▶ **WHAT YOU HAVE TO DO**
Return all of the entries, keeping every word and mark as it is.
##### RAW DATA #####
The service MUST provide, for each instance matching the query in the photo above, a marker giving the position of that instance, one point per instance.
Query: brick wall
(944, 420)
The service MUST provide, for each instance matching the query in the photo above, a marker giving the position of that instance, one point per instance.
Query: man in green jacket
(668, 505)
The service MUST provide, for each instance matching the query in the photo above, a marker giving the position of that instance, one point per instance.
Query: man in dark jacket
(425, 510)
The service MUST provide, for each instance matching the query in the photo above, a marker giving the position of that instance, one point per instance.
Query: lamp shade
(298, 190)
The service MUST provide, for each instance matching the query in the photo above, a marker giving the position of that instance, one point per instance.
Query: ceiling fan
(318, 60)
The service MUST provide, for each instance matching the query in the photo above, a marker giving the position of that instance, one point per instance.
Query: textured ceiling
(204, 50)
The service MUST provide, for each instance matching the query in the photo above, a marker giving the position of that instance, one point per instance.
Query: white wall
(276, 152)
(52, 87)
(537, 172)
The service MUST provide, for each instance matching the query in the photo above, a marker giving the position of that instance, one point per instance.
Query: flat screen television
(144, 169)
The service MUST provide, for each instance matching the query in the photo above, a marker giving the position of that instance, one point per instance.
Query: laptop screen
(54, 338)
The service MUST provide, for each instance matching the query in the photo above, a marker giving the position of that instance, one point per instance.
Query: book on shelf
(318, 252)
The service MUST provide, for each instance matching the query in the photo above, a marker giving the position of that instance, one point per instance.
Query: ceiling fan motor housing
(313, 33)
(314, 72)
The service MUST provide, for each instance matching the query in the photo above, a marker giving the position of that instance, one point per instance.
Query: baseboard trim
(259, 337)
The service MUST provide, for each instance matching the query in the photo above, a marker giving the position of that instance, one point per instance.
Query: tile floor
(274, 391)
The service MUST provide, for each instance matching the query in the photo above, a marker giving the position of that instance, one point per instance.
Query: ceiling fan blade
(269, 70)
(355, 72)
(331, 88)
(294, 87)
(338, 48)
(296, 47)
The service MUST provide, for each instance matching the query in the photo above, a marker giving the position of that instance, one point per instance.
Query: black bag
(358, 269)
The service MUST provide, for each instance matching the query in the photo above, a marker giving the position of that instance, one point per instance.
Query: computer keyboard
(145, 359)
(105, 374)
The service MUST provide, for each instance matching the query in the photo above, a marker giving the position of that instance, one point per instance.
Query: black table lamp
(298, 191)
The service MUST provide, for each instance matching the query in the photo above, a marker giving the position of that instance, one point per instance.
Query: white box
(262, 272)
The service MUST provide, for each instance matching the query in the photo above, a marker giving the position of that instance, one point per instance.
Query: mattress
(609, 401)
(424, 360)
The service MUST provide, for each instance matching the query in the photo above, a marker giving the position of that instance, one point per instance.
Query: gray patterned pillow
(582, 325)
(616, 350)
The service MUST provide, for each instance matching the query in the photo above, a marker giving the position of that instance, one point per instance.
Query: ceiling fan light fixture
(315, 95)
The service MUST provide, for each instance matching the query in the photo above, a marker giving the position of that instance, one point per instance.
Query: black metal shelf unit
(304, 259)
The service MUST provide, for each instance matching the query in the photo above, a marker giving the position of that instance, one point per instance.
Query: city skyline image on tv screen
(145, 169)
#####
▶ **COMPLETED TASK**
The service MUST provide, for each instance matching the query in the photo above, a marker giving the position of that instance, one point per instance.
Query: brick wall
(944, 420)
The service MUST provide, for each instance matching the query in the photo above, a marker giving the position of that instance, one point per instance.
Query: man in green jacket
(668, 505)
The service MUST provide, for each instance matching the query in the photo above, a marker giving the position of that instance, one point per instance.
Query: man in dark jacket
(425, 510)
The service MUST provide, for each instance matching the query in the photo above, a marker giving the position of that instance, one point per instance.
Query: lamp shade
(298, 190)
The service MUST provide, for each instance matching the query in the photo above, a marker giving the position of that instance, one point per instance.
Query: ceiling fan
(318, 60)
The service MUST provide, for each instance matching the query in the photo above, a marker giving the position of that instance, one point per instance.
Query: textured ceiling
(204, 50)
The service MUST provide, for each instance matching the query in the photo above, a marker giving the position of that instance, one point per instance.
Query: white wall
(276, 152)
(52, 87)
(537, 172)
The service MUST provide, for each instance matching the query in the photo above, a marker giving the position of that instance, one point per instance.
Query: flat screen television
(144, 169)
The service MUST provide, for each instance matching the query in the photo above, a marker giving the position of that instance, one point per instance.
Query: laptop screen
(54, 338)
The service MUST provide, for each instance matching the query in the photo above, a marker giving the position of that instance, one point per instance.
Query: book on shelf
(318, 252)
The service MUST provide, for each instance matching the query in the photo above, a marker giving the position of that instance, one point per instance.
Query: ceiling fan motor housing
(313, 33)
(314, 72)
The service MUST provide, for each instance matching the query in the photo above, a marker giving the position of that instance, one point per instance.
Query: baseboard trim
(259, 337)
The service MUST provide, for each instance matching the query in the photo above, a marker giving the position of that instance, one point per instance.
Query: tile floor
(274, 391)
The service MUST provide, for each instance matching the query in the photo above, a marker giving the position of that instance, one point per instance.
Query: ceiling fan blade
(269, 70)
(355, 72)
(331, 88)
(294, 87)
(338, 48)
(296, 47)
The service MUST provide, for each instance matching the query in the photo above, a marker giving the position of that instance, one point per instance.
Query: black bag
(358, 269)
The service MUST provide, for each instance matching the query in the photo above, a marker giving the position of that instance, one point per instance.
Query: computer keyboard
(145, 359)
(105, 374)
The service MUST provide, for each instance matching the query in the photo above, a marker giving the position of that instance, one point per instance.
Query: black table lamp
(298, 191)
The service MUST provide, for each instance matching the query in the photo above, a marker giving the position of that instance, one point per instance.
Query: white box
(262, 272)
The service MUST provide, for each instance matching the query in the photo above, a marker giving the position of that instance, one point per instance.
Query: mattress
(609, 401)
(424, 360)
The service MUST provide, for each instance matching the query in the photo above, a marker giving the position of that instance, one point per instance.
Query: gray patterned pillow
(582, 325)
(616, 350)
The service MUST provide, for each instance matching the query in the photo above, a marker giving the position of that instance, one point per instance.
Query: ceiling fan light fixture
(315, 95)
The service MUST provide, for each instance matching the query in the photo above, a marker giving the position of that instance, one point per instance.
Query: black metal shelf unit
(304, 259)
The service MUST provide, for each instance matching the query in the photo above, a marker giving the position of that instance, one point per instance.
Query: city skyline image on tv screen
(145, 169)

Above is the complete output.